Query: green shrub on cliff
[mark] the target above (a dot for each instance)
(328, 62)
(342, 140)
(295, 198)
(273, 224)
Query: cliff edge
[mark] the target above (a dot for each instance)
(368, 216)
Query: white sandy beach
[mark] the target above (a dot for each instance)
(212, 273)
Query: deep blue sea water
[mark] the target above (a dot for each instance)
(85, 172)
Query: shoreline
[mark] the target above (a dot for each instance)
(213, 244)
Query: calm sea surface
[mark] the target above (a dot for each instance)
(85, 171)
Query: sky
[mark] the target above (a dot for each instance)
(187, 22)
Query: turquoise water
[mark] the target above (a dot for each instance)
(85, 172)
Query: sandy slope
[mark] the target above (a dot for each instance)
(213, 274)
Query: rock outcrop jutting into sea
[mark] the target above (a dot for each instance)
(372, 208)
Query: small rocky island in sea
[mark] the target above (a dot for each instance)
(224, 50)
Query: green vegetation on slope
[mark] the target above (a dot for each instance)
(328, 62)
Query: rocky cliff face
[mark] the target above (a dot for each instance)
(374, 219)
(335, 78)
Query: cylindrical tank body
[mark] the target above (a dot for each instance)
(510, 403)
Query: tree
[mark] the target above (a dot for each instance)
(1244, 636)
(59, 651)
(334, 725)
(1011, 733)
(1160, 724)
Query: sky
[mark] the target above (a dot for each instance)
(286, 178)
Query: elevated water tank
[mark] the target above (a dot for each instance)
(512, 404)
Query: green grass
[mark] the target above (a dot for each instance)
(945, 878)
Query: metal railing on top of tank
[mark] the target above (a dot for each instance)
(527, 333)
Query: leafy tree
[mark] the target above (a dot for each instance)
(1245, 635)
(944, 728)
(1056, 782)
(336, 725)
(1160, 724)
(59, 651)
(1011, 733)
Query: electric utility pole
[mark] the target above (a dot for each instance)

### REQUEST
Repeat exactly the lines above from the line that contains "Query: tree" through the end. Include both of these ends; leave out everything else.

### RESULT FOR THIS EXERCISE
Query: tree
[mark] the target above (a dot for each instance)
(1244, 636)
(59, 651)
(334, 725)
(1011, 733)
(1160, 724)
Query: sky
[mark] the target above (a dot for each instance)
(286, 178)
Query: elevated water tank
[mark] the target above (a dot for each instance)
(512, 404)
Query: green grass
[mark] the target above (a dot for each instance)
(945, 878)
Query: metal railing on top of tank
[mark] the target above (a dot for each instance)
(527, 333)
Query: leafy tree
[mark] the target above (a dot for each instance)
(1245, 635)
(944, 728)
(1056, 782)
(336, 725)
(1160, 724)
(59, 651)
(1011, 733)
Query: electric utility pole
[mark] the target above (a dot for each instance)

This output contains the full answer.